- [ASSIGNMENT]:
Would you please copy every line from the records that contains the word "image"?

- [DATA PROVIDED]:
+ + +
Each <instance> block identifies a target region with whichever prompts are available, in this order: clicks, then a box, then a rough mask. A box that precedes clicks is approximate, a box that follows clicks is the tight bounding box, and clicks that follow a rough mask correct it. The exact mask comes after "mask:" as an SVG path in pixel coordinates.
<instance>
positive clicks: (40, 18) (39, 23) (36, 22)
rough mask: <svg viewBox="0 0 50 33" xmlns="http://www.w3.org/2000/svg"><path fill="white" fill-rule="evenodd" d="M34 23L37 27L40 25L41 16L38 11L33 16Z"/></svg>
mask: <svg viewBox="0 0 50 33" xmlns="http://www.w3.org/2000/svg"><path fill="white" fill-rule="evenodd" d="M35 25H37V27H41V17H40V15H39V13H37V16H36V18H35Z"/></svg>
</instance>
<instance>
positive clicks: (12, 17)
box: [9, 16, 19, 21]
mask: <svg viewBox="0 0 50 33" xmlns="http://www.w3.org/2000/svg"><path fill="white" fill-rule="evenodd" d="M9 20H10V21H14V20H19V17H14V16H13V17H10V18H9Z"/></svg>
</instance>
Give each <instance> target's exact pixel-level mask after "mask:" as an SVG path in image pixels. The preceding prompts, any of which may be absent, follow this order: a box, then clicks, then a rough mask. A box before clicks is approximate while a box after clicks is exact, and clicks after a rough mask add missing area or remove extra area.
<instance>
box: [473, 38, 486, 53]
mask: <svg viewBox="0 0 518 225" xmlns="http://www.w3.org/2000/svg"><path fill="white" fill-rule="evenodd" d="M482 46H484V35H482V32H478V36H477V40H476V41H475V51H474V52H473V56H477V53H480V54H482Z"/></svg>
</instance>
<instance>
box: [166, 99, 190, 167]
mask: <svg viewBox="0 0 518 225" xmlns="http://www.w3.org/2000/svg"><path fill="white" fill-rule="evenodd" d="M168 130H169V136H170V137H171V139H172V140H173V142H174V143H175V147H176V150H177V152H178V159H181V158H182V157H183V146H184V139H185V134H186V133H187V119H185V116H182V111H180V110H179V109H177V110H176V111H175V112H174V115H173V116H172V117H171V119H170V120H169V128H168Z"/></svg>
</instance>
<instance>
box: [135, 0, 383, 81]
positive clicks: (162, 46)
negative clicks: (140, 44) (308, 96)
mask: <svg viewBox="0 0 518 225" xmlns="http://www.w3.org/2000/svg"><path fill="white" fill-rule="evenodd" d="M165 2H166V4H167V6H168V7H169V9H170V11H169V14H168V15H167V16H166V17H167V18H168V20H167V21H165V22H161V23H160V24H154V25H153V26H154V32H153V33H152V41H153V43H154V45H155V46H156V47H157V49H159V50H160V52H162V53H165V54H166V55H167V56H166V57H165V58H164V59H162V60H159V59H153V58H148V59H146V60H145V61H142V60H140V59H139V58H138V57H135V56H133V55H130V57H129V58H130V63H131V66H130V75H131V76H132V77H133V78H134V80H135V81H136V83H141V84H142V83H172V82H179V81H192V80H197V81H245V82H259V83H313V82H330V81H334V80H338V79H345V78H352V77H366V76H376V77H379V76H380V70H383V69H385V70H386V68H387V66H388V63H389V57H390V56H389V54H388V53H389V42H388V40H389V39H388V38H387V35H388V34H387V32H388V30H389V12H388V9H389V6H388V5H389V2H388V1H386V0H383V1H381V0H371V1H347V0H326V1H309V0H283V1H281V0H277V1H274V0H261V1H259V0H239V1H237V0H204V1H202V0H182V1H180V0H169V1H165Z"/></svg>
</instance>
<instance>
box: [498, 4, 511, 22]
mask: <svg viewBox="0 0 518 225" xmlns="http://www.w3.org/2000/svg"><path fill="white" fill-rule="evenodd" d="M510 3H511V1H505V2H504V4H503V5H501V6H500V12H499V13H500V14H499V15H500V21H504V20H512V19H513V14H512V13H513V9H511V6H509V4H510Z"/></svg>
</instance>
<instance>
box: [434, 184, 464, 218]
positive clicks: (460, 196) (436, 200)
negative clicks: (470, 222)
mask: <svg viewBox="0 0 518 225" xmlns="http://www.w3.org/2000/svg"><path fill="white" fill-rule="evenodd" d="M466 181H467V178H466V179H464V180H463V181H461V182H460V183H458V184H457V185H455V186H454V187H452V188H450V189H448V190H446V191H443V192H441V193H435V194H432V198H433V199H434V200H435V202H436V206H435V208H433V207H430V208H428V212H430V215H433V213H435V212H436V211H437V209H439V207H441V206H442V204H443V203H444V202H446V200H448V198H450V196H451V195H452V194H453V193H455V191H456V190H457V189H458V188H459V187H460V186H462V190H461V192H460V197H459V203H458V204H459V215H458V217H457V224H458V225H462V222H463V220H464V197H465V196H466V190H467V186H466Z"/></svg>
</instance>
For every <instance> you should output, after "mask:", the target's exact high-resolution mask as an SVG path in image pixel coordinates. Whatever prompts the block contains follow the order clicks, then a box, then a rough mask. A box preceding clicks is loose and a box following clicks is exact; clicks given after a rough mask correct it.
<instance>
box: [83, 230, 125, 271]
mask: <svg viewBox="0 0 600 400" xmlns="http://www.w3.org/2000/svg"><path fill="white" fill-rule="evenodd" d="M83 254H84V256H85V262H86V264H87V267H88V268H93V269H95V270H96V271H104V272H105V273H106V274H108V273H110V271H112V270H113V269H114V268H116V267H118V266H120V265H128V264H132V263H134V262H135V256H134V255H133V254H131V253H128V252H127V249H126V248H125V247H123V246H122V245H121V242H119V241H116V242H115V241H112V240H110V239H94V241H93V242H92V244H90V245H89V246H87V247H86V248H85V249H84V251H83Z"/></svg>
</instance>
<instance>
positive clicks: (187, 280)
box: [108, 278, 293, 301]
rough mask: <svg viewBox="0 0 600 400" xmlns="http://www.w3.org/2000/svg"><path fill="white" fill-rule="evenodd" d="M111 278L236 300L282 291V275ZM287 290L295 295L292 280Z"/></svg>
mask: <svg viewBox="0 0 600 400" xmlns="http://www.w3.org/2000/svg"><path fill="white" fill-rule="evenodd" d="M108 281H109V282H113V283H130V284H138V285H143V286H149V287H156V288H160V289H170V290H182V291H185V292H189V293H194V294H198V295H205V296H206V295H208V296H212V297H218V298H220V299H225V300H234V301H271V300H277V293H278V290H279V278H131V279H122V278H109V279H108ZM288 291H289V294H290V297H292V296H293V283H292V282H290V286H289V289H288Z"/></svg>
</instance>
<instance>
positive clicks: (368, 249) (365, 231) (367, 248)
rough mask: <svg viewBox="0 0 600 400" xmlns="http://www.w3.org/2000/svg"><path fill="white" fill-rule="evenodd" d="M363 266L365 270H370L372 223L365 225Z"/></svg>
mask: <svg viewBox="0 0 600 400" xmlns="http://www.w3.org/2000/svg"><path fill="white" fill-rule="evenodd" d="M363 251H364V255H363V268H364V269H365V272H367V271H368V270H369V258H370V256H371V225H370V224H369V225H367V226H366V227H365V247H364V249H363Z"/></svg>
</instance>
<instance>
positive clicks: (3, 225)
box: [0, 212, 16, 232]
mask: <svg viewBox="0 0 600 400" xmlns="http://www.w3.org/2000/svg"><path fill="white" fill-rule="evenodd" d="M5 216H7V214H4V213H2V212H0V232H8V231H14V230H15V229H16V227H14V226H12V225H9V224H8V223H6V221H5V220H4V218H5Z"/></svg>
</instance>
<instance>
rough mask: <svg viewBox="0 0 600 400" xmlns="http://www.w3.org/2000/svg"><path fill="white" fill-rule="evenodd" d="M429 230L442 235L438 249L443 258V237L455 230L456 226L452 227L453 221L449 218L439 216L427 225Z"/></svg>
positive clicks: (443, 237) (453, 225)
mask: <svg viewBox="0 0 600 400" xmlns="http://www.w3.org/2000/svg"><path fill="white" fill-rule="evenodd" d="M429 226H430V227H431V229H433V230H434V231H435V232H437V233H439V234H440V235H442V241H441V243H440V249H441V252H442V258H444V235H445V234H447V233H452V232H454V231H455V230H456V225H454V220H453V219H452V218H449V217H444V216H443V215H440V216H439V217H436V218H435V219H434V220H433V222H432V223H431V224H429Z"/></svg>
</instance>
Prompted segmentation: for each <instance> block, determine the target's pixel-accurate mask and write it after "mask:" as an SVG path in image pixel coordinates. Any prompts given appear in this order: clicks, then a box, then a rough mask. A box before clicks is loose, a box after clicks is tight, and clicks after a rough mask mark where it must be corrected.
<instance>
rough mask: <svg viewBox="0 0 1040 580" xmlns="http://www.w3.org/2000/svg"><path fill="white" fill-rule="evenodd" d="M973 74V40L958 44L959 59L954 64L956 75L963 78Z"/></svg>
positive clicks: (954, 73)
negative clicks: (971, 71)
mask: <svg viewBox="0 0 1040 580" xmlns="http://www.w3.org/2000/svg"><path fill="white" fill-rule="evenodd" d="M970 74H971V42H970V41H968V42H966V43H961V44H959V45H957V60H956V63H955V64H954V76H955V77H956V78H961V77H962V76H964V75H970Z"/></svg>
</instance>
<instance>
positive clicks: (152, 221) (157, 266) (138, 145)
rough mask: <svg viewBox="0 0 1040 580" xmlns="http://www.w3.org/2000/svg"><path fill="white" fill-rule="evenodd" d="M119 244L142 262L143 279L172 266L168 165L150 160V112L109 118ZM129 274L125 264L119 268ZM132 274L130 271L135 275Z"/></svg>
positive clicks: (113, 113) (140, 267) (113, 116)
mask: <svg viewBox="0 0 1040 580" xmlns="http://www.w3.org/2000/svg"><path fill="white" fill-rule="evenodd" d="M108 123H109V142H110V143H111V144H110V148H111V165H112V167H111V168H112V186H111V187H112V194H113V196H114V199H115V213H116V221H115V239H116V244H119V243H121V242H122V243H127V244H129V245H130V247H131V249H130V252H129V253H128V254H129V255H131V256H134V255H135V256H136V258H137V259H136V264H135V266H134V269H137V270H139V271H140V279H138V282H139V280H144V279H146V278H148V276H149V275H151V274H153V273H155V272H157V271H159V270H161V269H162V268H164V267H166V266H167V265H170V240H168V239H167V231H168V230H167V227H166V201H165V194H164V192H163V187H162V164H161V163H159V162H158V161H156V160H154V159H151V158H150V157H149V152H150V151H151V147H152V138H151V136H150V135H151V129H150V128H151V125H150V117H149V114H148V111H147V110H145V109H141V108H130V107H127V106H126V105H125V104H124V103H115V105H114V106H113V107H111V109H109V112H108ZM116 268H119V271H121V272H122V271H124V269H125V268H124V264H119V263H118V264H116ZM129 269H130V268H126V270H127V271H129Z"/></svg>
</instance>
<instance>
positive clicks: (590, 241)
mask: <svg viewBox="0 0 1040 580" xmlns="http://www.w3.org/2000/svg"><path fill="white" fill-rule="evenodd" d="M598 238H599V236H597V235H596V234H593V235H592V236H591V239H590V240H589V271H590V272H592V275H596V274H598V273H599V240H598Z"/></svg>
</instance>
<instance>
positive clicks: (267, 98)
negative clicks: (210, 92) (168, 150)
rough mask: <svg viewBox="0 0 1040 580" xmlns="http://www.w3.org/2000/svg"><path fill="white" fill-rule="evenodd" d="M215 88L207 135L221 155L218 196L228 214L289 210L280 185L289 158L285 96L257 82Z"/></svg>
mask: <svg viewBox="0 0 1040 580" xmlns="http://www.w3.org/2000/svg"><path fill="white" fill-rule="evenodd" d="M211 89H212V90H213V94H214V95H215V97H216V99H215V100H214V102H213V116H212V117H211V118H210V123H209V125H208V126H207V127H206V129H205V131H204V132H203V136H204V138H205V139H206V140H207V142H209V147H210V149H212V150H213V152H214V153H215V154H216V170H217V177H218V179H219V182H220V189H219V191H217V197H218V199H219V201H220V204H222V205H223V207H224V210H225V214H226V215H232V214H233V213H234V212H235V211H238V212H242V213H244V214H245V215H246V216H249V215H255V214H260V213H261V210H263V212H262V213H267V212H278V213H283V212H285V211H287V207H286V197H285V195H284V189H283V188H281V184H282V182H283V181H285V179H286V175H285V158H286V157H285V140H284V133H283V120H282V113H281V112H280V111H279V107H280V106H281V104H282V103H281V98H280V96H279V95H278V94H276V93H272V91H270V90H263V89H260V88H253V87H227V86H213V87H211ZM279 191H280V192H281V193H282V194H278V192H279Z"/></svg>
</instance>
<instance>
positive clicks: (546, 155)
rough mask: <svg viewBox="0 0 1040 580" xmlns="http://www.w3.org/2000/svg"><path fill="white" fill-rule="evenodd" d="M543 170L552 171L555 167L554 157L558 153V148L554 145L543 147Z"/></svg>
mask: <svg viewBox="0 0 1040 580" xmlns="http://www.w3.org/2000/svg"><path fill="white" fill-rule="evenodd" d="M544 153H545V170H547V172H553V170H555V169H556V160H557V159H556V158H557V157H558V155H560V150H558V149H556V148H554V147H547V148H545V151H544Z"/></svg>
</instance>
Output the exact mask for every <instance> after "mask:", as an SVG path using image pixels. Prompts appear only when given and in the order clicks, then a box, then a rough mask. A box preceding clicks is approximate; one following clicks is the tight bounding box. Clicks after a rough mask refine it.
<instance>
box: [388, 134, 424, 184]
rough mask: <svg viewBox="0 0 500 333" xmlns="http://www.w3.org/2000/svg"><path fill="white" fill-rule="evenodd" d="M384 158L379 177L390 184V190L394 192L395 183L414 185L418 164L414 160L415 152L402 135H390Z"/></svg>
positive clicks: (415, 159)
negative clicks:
+ + +
- [WRITTEN SOLUTION]:
Give each <instance> target's exact pixel-level mask after "mask:" as an SVG path in image pixels. The preceding prompts, any of which may be absent, follow this order: a box, then clicks, then a rough mask. A box before clicks is approximate while a box after clicks is exact, and clicks after a rough mask add missing area or remove extra area.
For every <instance> you should output, after "mask:", the target's exact high-resolution mask as an SVG path in image pixel coordinates. Whatever prompts the block contains follow the order clicks, then a box, then a rough mask. A box preceding clicks is loose and a box following clicks is exact; clicks given after a rough mask correct it.
Prompted segmentation: for each <instance> block, determine the target's pixel-accurate mask and write it after "mask:" as an SVG path in image pixel coordinates. Any prompts given appear in this order: clicks, then a box, then a rough mask. A box before clicks is loose, a box after clicks is tight, and clicks after a rough mask mark where it must be corrected.
Output the exact mask for every <instance> after "mask:", as an SVG path using image pixels. Prompts appear only when given and in the order clicks, then a box, then a rough mask. A box preceding clicks is approximate; one following clicks is the tight bounding box. Clicks after a rough mask refine it.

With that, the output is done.